TASK TO CARRY OUT |
Take the line that contains "Indicate the paved road" as the first and the last line of the material as the final one; set down exactly the lines in that span.
------ SUPPLIED MATERIAL
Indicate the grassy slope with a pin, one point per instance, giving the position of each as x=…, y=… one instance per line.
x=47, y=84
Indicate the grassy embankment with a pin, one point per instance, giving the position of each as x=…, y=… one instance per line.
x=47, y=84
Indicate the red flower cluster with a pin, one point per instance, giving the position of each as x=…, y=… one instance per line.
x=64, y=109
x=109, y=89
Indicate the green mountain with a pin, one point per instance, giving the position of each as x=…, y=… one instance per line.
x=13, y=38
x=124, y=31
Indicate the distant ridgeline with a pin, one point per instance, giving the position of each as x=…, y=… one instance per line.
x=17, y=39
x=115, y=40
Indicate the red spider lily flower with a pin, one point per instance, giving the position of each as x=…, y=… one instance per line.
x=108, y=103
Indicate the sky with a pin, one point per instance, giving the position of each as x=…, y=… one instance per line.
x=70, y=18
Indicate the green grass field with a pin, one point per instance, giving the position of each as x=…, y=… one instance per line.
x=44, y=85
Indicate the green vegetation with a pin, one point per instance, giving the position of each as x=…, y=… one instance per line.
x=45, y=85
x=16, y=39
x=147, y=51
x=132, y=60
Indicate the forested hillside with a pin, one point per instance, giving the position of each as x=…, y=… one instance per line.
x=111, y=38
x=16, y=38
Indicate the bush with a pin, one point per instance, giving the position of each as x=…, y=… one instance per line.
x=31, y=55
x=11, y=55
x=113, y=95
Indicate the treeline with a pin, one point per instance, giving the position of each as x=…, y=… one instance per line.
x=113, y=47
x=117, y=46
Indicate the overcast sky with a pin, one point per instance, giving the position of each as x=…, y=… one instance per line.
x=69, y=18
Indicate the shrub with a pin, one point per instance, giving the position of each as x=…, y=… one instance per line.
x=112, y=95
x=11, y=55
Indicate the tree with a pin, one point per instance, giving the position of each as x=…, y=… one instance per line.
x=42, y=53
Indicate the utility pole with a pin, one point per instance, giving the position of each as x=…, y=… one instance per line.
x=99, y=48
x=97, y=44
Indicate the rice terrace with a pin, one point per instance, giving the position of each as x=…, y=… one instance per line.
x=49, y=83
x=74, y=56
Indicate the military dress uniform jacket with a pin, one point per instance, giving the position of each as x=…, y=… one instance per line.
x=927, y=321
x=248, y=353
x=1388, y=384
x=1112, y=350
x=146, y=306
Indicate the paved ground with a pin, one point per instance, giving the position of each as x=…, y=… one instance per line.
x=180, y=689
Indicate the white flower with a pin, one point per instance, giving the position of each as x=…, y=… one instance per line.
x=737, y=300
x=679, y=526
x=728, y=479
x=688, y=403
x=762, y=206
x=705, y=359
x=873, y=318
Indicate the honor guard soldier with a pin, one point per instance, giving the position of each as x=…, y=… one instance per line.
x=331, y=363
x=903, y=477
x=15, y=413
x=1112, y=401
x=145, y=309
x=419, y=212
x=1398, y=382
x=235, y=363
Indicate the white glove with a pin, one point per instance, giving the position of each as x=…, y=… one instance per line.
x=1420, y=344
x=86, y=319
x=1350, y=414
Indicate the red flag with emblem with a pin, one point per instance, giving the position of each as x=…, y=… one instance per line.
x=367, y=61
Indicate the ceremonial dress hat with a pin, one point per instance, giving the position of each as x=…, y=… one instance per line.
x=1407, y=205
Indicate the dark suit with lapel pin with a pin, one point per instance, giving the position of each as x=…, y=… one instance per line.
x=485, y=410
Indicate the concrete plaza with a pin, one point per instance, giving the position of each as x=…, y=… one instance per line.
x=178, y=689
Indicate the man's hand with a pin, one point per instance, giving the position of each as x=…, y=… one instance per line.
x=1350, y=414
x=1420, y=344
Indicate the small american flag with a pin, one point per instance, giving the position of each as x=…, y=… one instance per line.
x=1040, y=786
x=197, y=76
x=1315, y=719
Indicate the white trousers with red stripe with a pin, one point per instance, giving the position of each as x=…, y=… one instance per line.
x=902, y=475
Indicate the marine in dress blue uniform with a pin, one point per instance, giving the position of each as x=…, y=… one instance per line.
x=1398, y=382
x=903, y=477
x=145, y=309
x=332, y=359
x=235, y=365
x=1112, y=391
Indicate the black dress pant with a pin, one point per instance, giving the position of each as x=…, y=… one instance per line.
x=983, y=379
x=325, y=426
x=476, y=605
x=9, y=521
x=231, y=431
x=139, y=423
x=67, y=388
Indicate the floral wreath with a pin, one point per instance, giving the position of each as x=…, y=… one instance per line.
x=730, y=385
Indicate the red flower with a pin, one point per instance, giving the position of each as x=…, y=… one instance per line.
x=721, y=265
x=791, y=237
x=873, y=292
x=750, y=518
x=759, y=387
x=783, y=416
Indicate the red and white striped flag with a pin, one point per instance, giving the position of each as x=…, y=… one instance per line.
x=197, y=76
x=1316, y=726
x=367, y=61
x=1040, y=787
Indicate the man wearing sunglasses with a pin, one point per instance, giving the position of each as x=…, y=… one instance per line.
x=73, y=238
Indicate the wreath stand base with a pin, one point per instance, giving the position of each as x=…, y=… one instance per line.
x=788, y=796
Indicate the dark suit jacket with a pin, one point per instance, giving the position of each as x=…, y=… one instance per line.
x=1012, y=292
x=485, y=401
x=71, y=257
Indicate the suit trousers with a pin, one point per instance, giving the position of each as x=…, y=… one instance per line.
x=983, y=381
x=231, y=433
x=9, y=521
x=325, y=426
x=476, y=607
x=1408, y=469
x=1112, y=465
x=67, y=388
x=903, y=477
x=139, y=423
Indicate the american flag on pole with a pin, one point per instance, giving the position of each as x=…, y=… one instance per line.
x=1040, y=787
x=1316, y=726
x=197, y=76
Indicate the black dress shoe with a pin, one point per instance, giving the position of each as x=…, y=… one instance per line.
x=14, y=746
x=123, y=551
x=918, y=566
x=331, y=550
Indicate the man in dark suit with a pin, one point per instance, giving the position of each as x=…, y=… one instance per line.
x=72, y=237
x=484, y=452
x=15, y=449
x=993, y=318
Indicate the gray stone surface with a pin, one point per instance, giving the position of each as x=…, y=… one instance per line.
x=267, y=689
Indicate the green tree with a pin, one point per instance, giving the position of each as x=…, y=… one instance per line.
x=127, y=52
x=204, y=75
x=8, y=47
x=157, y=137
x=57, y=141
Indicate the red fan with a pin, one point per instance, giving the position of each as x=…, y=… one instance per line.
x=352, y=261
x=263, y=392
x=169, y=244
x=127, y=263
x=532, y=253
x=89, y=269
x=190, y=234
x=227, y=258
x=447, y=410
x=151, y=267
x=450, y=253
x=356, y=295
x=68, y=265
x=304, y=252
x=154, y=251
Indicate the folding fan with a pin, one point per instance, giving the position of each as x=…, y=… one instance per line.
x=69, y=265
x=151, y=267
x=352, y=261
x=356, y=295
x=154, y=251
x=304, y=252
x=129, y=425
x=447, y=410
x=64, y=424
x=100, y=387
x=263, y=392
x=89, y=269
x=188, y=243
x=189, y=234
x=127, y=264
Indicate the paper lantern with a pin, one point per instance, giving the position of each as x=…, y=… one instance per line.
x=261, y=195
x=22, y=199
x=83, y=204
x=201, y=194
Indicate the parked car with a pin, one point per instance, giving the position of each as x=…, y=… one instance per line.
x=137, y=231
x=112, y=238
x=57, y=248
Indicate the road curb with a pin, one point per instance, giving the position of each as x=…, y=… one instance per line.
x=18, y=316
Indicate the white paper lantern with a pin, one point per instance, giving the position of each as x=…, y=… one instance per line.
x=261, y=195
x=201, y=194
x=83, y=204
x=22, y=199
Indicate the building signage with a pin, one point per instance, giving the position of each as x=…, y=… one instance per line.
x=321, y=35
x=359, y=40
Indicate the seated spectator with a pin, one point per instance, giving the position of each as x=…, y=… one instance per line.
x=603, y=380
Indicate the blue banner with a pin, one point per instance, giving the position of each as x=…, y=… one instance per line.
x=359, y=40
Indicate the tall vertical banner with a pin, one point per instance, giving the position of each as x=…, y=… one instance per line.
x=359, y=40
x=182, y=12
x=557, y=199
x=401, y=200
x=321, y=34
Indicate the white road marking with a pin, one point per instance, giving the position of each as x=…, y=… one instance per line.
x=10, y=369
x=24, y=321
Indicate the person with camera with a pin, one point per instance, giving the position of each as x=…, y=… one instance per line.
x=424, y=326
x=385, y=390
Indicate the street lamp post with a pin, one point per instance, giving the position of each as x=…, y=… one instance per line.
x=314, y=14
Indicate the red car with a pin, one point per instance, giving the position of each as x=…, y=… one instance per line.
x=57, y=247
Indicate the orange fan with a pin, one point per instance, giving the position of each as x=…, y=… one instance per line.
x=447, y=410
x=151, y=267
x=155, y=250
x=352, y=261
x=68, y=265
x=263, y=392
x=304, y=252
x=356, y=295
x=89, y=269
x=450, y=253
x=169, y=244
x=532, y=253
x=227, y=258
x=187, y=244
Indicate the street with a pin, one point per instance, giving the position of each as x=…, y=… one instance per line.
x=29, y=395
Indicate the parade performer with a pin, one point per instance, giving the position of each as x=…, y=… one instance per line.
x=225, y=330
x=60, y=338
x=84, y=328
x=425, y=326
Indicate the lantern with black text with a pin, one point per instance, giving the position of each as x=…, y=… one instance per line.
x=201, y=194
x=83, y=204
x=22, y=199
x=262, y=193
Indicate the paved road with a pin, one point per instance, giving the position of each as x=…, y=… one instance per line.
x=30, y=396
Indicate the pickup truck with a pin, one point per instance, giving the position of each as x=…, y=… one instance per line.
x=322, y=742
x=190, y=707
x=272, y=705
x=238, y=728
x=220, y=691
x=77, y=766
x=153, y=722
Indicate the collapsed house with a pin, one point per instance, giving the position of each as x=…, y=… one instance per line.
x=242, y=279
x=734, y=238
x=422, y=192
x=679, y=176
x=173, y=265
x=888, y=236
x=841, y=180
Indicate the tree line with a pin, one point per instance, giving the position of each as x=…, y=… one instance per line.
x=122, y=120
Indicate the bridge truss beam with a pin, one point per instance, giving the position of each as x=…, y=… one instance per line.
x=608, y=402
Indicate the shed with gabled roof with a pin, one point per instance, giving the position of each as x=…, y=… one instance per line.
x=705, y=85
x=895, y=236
------------
PROBLEM SOLUTION |
Indicate the paved road with a pin, one point per instance, giving the position of each as x=…, y=… one instance per line.
x=30, y=396
Indicate the pickup truck with a pin, one point per instance, giving the position of each as x=…, y=… one instance per line.
x=322, y=742
x=190, y=707
x=272, y=705
x=238, y=728
x=220, y=691
x=77, y=766
x=153, y=722
Indicate the collapsed house with a pin, one point per instance, giving the position of each as x=…, y=… one instance per line.
x=242, y=279
x=734, y=238
x=422, y=192
x=679, y=176
x=173, y=265
x=888, y=236
x=841, y=180
Indicate the tree line with a pin, one point per instance, giving the position of each as x=…, y=… one instance per line.
x=122, y=120
Indicate the bridge truss beam with a pin, one point per instance, giving the position of each as x=…, y=… one instance per line.
x=608, y=402
Indicate the shed with gabled roof with a pin, one point per instance, giving the position of each as x=…, y=… one instance per line.
x=705, y=85
x=895, y=236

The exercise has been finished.